Reading text —
▬▬▬▬▬▬
Approachability For New Readers
Basically impossible. You have the young/old X-Men teamed with lady Wolverine treating the as-yet unpublished finale of Marvel’s latest Secret Wars like some kind of third rail, so good luck figuring out what the heck is going on. But there are some familiar characters and X-Men books are always a bit of a jumble, so it’s not so different than jumping into the middle of a series from decades past. Of course, a #1 issue might reasonably be held to a higher standard of clarity … but I’m just pissing in the wind complaining about this stuff at this point.
Sure, sooner or later.
Read more about the X-Men at Longbox Graveyard
Read more capsule reviews of Marvel’s All-New All-Different rolling reboot.
Posted on January 25, 2016, in Reviews and tagged All-New All-Different Marvel, Dennis Hopeless, Mark Bagley, Marvel Comics, X-Men. Bookmark the permalink. 10 Comments.
I really don’t get the whole long-term goal or purpose of the time-displaced X-Men. Why have they not just officially replaced their older counterparts? Makes no sense to me, and feels like a What If? story that doesn’t end. That’s not to say these younger versions don’t have their own charm and story-telling possibilities, but again, I fail to see the logic of both versions existing at the same time, especially after the end of Secret Wars when they should’ve either replaced their modern incarnations, or been sent back to their own timeline and world.
As much as I like this book, I must agree.
Aside from a (short-term) boost to sales, I don’t understand what Secret Wars was all about.
Aside from collapsing the Ultimate line, it didn’t streamline the Marvel Universe. We still have alternate worlds, multiple timelines, and time-lost heroes running around. I don’t see where the current continuity is any more or less easy to comprehend than the old.
▬▬▬▬▬▬
Excerpted records —
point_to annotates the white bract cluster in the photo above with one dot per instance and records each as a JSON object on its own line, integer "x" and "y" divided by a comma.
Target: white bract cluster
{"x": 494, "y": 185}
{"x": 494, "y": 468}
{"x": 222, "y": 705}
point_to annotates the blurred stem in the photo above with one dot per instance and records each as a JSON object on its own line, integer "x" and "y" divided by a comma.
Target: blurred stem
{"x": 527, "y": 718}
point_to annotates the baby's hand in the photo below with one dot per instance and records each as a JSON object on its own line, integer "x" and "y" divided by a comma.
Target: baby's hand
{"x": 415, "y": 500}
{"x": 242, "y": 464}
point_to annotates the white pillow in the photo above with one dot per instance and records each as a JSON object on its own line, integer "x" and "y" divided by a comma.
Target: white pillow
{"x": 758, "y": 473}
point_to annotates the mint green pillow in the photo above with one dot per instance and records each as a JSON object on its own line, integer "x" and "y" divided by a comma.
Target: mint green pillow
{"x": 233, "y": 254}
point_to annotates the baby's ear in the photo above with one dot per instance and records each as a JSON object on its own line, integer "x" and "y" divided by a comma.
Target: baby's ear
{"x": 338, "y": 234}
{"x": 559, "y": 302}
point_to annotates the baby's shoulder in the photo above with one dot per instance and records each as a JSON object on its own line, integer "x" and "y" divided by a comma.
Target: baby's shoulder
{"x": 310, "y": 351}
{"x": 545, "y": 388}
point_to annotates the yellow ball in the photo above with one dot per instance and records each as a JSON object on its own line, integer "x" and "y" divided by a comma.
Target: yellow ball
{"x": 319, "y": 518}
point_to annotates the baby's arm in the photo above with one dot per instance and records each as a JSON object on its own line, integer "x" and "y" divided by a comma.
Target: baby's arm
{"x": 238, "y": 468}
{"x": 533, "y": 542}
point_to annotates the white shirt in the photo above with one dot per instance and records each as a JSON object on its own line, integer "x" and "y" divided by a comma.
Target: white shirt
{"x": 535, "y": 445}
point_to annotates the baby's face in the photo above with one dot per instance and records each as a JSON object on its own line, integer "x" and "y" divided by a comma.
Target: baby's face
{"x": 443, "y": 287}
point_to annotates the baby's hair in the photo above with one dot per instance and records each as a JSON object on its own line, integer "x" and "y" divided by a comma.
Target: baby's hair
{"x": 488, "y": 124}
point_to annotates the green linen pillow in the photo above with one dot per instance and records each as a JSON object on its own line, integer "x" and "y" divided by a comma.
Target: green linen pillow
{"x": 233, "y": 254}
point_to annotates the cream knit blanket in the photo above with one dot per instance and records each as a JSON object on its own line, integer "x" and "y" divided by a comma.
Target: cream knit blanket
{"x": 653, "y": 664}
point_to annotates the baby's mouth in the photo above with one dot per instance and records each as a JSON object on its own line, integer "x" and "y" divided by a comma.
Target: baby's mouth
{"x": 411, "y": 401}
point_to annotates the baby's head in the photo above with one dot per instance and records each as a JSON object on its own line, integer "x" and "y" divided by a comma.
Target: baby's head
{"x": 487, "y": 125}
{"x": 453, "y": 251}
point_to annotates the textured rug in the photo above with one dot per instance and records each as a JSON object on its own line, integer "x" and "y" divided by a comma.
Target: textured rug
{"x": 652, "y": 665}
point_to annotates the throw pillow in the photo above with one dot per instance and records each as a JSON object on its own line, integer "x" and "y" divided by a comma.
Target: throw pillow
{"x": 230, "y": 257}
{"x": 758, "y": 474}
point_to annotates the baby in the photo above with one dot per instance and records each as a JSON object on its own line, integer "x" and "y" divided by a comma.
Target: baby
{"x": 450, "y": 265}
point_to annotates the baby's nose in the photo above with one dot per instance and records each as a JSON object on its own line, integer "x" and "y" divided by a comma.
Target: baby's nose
▬▬▬▬▬▬
Challenge A — Can you repeat word for word the part of the X-Men review that starts with "Approachability For New" and goes on through "sooner or later."?
Challenge B — Could you give the lines of the listing as a JSON list of strings, starting with the line with "point_to annotates the cream" and going on through the end of the listing? Use one string per line, leave out blank lines, and include only those lines.

Written response A —
Approachability For New Readers
Basically impossible. You have the young/old X-Men teamed with lady Wolverine treating the as-yet unpublished finale of Marvel’s latest Secret Wars like some kind of third rail, so good luck figuring out what the heck is going on. But there are some familiar characters and X-Men books are always a bit of a jumble, so it’s not so different than jumping into the middle of a series from decades past. Of course, a #1 issue might reasonably be held to a higher standard of clarity … but I’m just pissing in the wind complaining about this stuff at this point.
Sure, sooner or later.

Written response B —
[
  "point_to annotates the cream knit blanket in the photo above with one dot per instance and records each as a JSON object on its own line, integer \"x\" and \"y\" divided by a comma.",
  "Target: cream knit blanket",
  "{\"x\": 653, \"y\": 664}",
  "point_to annotates the baby's mouth in the photo above with one dot per instance and records each as a JSON object on its own line, integer \"x\" and \"y\" divided by a comma.",
  "Target: baby's mouth",
  "{\"x\": 411, \"y\": 401}",
  "point_to annotates the baby's head in the photo above with one dot per instance and records each as a JSON object on its own line, integer \"x\" and \"y\" divided by a comma.",
  "Target: baby's head",
  "{\"x\": 487, \"y\": 125}",
  "{\"x\": 453, \"y\": 251}",
  "point_to annotates the textured rug in the photo above with one dot per instance and records each as a JSON object on its own line, integer \"x\" and \"y\" divided by a comma.",
  "Target: textured rug",
  "{\"x\": 652, \"y\": 665}",
  "point_to annotates the throw pillow in the photo above with one dot per instance and records each as a JSON object on its own line, integer \"x\" and \"y\" divided by a comma.",
  "Target: throw pillow",
  "{\"x\": 230, \"y\": 257}",
  "{\"x\": 758, \"y\": 474}",
  "point_to annotates the baby in the photo above with one dot per instance and records each as a JSON object on its own line, integer \"x\" and \"y\" divided by a comma.",
  "Target: baby",
  "{\"x\": 450, \"y\": 265}",
  "point_to annotates the baby's nose in the photo above with one dot per instance and records each as a JSON object on its own line, integer \"x\" and \"y\" divided by a comma.",
  "Target: baby's nose"
]